The introduction of a new taxation measure, taxation by more than one
jurisdiction in respect to an investment, or a claim of excessive burden
imposed by a taxation measure are not in themselves indicative of an
expropriation.
(b) A taxation measure will not be considered to constitute expropriation
where it is generally within the bounds of internationally recognized tax
policies and practices. Taxation measure aimed at preventing the
avoidance or evasion of taxes should not generally be considered to be
expropriatory.
(c) While expropriation may be constituted even by measures applying
generally (e.g., to all taxpayers), such a general application is in practice
less likely to suggest an expropriation than more specific measures
aimed at particular nationalities or individual tax payers. A taxation
measure would not be expropriatory if it was in force and was
transparent when the investment was undertaken.
Expropriation: Japan (4)
Japan – Korea BIT, Art 10
3. Compensation shall be equivalent to the fair market value of the
expropriated investments immediately before the expropriation occurred.
The fair market value shall not reflect any change in value occurring
because the expropriation had become publicly known earlier.
The compensation shall be paid without delay and shall carry an
appropriate interest, taking into account the length of time until the time
of payment. It shall be effectively realizable and freely transferable and
shall be freely convertible into the currency of the Contracting Party of
the investors concerned, and into freely usable currencies as defined in
the Articles of Agreement of the International Monetary Fund, at the
market exchange rate prevailing on the date of expropriation.
4. ……, the investors affected shall have a right of access to the courts of
justice or administrative tribunals or agencies of the Contracting Party
making the expropriation to seek a prompt review of the investors’ case
and the amount of compensation in accordance with the principles set
out in this Article.
Expropriation: Japan (5)
• Standard of Compensation:
– The new-generation BITs/FTAs adopt the formula cited above.

> Data
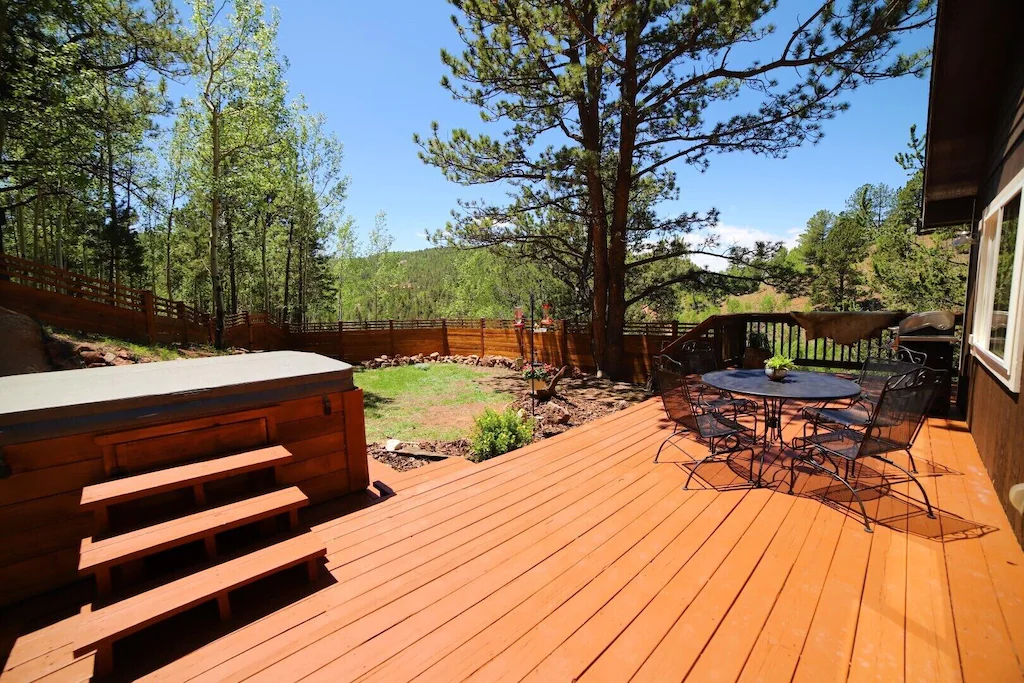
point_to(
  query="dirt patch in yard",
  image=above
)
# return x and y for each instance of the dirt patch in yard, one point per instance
(580, 400)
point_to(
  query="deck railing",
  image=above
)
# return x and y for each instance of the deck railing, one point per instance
(72, 300)
(729, 335)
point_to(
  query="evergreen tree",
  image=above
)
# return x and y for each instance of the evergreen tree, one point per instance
(597, 99)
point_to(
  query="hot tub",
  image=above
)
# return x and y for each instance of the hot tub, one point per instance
(65, 430)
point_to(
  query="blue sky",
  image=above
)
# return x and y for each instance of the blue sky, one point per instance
(375, 72)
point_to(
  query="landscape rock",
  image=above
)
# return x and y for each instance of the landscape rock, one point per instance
(24, 346)
(92, 357)
(555, 414)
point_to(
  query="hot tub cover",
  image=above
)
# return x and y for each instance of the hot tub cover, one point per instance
(144, 390)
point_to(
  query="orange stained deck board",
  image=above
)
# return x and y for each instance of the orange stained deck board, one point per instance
(127, 488)
(143, 542)
(130, 614)
(579, 558)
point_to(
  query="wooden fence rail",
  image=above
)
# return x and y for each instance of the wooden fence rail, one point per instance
(75, 301)
(80, 302)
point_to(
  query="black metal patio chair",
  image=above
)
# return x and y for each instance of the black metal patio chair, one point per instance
(695, 358)
(720, 434)
(894, 426)
(873, 375)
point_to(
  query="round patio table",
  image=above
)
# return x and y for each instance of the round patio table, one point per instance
(800, 386)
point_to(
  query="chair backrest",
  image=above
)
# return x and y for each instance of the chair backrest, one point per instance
(877, 371)
(909, 355)
(676, 396)
(900, 411)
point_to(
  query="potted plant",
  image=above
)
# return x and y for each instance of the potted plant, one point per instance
(538, 377)
(547, 319)
(778, 367)
(758, 350)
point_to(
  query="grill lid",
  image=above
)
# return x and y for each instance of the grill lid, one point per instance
(933, 319)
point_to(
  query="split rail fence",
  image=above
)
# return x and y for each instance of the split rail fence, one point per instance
(74, 301)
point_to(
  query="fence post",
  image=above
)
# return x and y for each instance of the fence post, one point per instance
(184, 322)
(151, 316)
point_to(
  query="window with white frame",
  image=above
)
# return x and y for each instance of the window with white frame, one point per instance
(998, 314)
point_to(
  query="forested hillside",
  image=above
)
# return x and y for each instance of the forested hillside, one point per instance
(229, 195)
(229, 198)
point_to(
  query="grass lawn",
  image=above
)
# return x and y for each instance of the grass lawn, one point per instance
(437, 403)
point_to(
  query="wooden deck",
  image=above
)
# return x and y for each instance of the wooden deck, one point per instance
(579, 558)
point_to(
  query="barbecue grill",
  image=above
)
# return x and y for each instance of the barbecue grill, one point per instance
(932, 333)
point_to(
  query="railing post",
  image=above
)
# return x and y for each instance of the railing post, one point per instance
(151, 316)
(563, 345)
(184, 322)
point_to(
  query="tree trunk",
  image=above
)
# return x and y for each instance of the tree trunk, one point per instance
(301, 312)
(589, 105)
(112, 200)
(170, 225)
(288, 267)
(3, 232)
(266, 280)
(19, 218)
(217, 286)
(58, 236)
(232, 283)
(35, 228)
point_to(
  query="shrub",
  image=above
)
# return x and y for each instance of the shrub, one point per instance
(497, 433)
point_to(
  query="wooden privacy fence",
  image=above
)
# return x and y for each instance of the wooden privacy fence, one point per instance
(75, 301)
(564, 342)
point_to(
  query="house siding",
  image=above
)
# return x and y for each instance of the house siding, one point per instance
(995, 415)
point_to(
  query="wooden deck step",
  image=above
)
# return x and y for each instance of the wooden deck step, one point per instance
(128, 488)
(101, 629)
(98, 556)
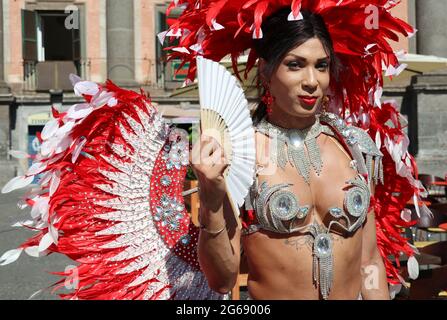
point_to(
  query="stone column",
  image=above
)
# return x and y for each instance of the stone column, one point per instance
(5, 101)
(431, 25)
(120, 42)
(3, 87)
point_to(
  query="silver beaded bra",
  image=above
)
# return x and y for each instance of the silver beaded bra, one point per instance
(278, 209)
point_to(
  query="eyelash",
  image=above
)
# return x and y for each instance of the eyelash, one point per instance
(295, 65)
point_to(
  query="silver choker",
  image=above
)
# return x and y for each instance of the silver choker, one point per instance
(290, 144)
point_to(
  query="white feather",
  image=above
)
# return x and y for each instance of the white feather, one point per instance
(413, 268)
(222, 100)
(79, 111)
(55, 180)
(10, 256)
(18, 154)
(45, 242)
(77, 151)
(36, 168)
(33, 251)
(17, 183)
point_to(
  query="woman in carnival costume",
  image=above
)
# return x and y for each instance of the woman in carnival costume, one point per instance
(322, 219)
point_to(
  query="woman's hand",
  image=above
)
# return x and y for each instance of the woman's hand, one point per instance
(208, 163)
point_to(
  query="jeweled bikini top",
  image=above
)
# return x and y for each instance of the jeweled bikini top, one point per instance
(277, 209)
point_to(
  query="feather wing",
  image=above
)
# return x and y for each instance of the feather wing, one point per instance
(110, 198)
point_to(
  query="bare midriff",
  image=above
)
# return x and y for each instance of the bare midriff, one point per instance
(280, 264)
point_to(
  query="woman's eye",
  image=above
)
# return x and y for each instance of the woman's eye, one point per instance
(294, 65)
(323, 66)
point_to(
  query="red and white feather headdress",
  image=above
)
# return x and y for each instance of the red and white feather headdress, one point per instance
(360, 31)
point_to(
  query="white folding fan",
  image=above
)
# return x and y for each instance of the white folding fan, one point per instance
(224, 110)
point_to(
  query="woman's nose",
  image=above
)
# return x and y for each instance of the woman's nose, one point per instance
(310, 82)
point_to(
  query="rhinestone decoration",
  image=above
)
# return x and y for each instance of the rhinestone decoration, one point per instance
(295, 138)
(185, 240)
(336, 212)
(323, 245)
(283, 205)
(303, 212)
(356, 202)
(166, 181)
(169, 212)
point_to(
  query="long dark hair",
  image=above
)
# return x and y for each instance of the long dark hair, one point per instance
(281, 36)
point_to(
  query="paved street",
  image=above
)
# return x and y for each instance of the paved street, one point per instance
(27, 275)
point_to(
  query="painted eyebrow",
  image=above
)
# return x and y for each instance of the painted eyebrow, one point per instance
(305, 60)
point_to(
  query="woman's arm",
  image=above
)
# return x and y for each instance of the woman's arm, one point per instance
(374, 281)
(219, 239)
(219, 255)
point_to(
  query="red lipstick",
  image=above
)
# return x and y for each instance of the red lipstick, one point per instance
(310, 101)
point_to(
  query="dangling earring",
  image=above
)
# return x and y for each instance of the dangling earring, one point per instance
(325, 104)
(267, 99)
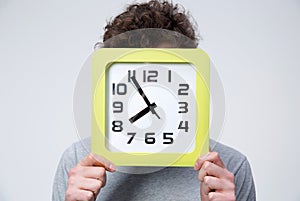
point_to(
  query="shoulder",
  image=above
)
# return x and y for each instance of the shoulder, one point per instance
(76, 152)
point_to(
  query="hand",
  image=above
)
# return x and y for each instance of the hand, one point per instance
(87, 178)
(141, 92)
(217, 183)
(142, 113)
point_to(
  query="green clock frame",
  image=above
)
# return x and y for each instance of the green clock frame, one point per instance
(102, 60)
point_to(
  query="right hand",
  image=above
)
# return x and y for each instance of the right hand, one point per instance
(87, 178)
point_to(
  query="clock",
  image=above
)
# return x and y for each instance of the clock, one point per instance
(150, 107)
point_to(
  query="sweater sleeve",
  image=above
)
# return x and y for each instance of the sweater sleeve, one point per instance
(245, 188)
(67, 161)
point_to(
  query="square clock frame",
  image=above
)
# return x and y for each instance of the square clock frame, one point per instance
(150, 106)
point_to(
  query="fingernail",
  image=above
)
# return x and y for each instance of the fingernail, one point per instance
(112, 167)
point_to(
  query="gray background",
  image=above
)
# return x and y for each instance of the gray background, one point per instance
(254, 44)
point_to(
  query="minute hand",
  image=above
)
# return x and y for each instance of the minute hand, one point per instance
(140, 90)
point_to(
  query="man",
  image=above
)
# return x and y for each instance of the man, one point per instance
(222, 174)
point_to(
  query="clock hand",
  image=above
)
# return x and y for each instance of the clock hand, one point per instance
(141, 92)
(142, 113)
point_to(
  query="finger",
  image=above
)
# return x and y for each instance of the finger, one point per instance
(93, 185)
(212, 157)
(204, 190)
(95, 160)
(82, 195)
(221, 196)
(213, 183)
(211, 169)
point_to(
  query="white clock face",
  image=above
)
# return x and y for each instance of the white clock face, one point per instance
(151, 108)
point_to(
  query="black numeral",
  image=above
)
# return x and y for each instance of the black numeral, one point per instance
(183, 107)
(131, 138)
(118, 107)
(183, 89)
(150, 75)
(149, 139)
(117, 126)
(120, 89)
(168, 139)
(184, 125)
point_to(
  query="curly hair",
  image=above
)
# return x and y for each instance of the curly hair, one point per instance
(155, 14)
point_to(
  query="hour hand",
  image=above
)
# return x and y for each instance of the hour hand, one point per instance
(140, 90)
(143, 112)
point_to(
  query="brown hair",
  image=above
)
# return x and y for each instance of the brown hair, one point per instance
(154, 14)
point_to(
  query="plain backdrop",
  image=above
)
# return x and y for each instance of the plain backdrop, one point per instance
(255, 46)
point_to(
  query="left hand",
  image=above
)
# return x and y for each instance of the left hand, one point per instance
(217, 183)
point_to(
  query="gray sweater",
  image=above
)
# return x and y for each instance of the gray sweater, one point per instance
(171, 183)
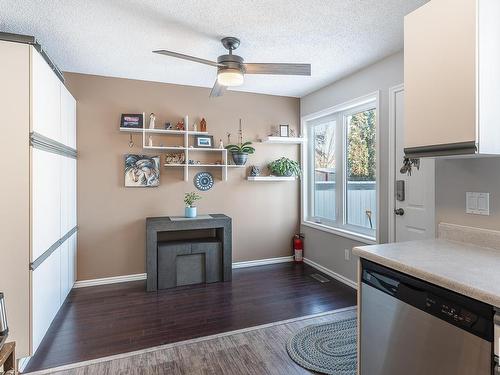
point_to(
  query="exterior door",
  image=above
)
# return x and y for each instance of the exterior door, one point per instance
(413, 217)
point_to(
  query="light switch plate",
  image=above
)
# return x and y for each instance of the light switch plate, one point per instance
(477, 203)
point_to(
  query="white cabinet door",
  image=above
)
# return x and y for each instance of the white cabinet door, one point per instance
(72, 260)
(65, 284)
(46, 98)
(68, 118)
(68, 194)
(46, 296)
(46, 201)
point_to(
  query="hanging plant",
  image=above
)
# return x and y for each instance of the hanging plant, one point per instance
(284, 167)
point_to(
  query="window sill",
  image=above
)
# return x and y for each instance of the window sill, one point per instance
(342, 233)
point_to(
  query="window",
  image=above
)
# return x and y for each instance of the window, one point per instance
(341, 170)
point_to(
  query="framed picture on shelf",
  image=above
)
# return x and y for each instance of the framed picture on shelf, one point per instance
(203, 141)
(132, 121)
(284, 130)
(142, 170)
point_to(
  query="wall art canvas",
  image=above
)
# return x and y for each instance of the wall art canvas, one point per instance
(142, 170)
(132, 121)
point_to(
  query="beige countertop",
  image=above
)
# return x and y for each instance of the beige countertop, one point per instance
(467, 269)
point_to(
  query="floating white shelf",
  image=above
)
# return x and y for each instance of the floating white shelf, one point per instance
(163, 131)
(206, 149)
(289, 140)
(166, 148)
(271, 178)
(204, 165)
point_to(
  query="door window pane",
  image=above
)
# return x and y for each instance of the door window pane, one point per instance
(361, 197)
(324, 174)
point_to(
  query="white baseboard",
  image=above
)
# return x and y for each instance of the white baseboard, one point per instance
(142, 276)
(109, 280)
(262, 262)
(331, 273)
(22, 363)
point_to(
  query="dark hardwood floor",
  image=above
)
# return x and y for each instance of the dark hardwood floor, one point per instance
(105, 320)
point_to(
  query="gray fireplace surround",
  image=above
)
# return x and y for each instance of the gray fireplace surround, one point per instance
(188, 251)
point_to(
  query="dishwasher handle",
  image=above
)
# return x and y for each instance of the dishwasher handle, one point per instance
(381, 282)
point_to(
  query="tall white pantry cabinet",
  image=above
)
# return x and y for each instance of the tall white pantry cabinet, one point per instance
(38, 217)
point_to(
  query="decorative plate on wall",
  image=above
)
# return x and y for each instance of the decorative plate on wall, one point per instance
(203, 181)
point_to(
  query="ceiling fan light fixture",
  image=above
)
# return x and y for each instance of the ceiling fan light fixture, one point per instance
(230, 77)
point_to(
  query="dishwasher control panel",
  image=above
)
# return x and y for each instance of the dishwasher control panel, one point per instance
(450, 311)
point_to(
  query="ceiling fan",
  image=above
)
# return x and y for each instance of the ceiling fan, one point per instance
(232, 68)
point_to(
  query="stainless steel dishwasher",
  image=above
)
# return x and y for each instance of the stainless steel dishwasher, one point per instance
(411, 327)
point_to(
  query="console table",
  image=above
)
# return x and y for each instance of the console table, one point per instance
(8, 357)
(183, 236)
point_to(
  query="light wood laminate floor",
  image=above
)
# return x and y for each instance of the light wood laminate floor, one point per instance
(259, 350)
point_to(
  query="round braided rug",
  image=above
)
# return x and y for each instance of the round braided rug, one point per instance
(329, 348)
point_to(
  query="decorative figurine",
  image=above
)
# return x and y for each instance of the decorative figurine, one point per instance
(203, 125)
(152, 119)
(274, 131)
(255, 171)
(180, 125)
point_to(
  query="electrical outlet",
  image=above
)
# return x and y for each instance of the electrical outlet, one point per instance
(477, 203)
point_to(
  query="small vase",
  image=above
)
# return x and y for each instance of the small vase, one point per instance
(240, 158)
(190, 212)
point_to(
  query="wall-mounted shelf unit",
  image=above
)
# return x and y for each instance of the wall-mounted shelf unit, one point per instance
(271, 178)
(287, 140)
(185, 148)
(163, 131)
(204, 165)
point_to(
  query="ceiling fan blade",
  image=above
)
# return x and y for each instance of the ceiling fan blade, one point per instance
(285, 69)
(186, 57)
(217, 90)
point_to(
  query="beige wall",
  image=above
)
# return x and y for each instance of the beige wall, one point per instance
(15, 193)
(111, 218)
(456, 177)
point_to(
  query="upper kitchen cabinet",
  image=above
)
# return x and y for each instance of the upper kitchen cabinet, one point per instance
(452, 78)
(46, 98)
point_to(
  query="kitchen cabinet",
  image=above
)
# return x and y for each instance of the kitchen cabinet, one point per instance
(39, 220)
(452, 78)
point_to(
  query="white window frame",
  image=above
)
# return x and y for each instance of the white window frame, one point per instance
(371, 100)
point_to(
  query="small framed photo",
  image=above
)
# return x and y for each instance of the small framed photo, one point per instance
(132, 121)
(284, 130)
(204, 141)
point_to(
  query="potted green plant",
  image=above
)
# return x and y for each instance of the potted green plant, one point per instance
(284, 167)
(240, 152)
(189, 200)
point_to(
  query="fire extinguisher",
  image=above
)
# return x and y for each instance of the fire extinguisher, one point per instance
(298, 248)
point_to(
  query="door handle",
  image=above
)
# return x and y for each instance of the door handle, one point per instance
(399, 211)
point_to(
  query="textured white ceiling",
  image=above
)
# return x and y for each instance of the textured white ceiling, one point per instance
(116, 37)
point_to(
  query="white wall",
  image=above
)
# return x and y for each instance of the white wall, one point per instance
(454, 178)
(324, 248)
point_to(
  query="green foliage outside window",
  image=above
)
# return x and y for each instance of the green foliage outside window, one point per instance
(361, 162)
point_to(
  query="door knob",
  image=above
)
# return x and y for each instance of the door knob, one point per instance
(399, 211)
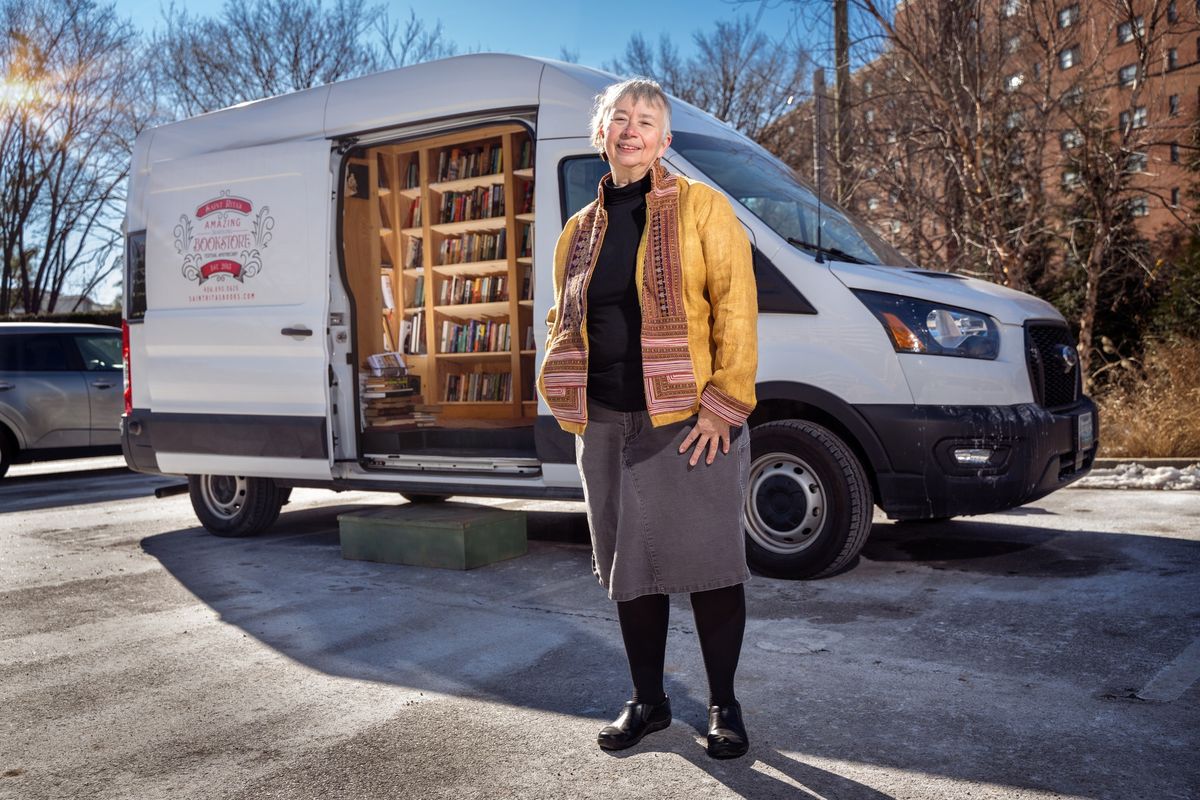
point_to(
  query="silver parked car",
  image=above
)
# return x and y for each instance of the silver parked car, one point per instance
(60, 391)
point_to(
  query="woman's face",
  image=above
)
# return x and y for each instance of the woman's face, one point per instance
(634, 138)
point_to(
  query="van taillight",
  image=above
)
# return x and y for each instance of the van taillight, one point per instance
(125, 362)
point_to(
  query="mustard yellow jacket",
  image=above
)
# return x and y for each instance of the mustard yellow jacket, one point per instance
(699, 304)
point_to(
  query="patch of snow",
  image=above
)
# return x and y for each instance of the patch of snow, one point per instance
(1139, 476)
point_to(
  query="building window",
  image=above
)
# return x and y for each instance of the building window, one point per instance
(1127, 30)
(1135, 120)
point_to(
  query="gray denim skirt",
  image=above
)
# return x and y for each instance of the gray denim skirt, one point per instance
(659, 525)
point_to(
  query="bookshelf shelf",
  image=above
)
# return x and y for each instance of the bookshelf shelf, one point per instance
(485, 223)
(472, 268)
(467, 182)
(472, 310)
(411, 187)
(480, 354)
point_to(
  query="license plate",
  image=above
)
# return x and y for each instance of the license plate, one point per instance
(1085, 434)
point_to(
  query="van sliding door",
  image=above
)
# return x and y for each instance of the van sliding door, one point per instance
(235, 323)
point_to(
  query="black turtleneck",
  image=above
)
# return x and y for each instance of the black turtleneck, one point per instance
(615, 317)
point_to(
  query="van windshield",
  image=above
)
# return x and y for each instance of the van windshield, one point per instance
(783, 200)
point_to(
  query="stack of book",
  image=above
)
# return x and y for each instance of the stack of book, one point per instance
(394, 402)
(479, 386)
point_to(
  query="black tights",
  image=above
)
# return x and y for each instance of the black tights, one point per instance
(720, 621)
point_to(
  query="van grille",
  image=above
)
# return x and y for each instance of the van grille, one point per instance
(1054, 365)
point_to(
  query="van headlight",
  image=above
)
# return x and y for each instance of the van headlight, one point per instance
(931, 328)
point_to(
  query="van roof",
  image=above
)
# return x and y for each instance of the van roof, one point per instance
(447, 88)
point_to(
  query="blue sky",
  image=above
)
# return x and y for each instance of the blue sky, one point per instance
(599, 31)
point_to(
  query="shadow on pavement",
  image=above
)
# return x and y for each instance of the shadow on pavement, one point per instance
(537, 633)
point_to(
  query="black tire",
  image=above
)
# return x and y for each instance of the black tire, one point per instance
(233, 505)
(7, 450)
(808, 507)
(424, 498)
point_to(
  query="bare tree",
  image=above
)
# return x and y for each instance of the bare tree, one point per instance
(264, 48)
(71, 108)
(739, 74)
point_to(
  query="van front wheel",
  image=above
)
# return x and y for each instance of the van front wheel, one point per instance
(233, 505)
(808, 504)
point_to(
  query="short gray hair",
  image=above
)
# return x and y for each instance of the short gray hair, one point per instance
(640, 89)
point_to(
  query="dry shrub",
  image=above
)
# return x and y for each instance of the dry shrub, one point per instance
(1151, 408)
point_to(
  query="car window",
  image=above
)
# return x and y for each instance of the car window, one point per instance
(580, 178)
(34, 353)
(100, 350)
(780, 198)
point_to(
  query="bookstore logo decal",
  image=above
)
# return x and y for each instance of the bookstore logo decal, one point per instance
(222, 245)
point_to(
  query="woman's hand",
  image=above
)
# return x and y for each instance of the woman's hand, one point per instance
(711, 432)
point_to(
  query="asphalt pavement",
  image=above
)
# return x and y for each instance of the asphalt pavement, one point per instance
(1050, 651)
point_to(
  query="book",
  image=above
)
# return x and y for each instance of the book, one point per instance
(389, 295)
(387, 364)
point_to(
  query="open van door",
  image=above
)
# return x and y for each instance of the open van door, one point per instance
(235, 325)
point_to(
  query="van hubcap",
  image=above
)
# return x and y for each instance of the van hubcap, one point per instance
(225, 494)
(785, 507)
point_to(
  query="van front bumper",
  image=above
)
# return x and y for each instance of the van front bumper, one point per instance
(1033, 452)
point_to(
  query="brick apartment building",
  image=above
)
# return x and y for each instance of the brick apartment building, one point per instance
(1133, 64)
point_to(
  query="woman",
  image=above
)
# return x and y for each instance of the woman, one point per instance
(651, 362)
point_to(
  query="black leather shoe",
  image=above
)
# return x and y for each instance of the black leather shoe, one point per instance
(726, 732)
(635, 721)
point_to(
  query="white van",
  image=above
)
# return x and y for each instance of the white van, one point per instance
(342, 288)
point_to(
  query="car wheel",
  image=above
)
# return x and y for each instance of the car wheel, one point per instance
(233, 505)
(7, 450)
(424, 498)
(808, 505)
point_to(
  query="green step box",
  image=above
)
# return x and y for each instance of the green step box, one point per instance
(447, 535)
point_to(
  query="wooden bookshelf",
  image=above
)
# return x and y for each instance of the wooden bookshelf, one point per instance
(443, 250)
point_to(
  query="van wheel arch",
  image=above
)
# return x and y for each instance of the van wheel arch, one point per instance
(9, 449)
(787, 401)
(235, 505)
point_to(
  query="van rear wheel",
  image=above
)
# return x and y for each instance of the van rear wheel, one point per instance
(808, 505)
(234, 505)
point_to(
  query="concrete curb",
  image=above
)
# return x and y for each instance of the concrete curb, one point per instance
(1177, 463)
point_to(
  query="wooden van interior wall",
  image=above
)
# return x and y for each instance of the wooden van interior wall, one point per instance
(438, 248)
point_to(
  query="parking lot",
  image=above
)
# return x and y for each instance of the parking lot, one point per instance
(1051, 651)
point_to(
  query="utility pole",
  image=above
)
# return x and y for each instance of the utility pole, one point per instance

> Exercise
Restate the excerpt on expropriation, starting at "Expropriation: Japan (4)" and ending at "the expropriation occurred.", and switch "fair market value" to "fair value".

> Task response
Expropriation: Japan (4)
Japan – Korea BIT, Art 10
3. Compensation shall be equivalent to the fair value of the
expropriated investments immediately before the expropriation occurred.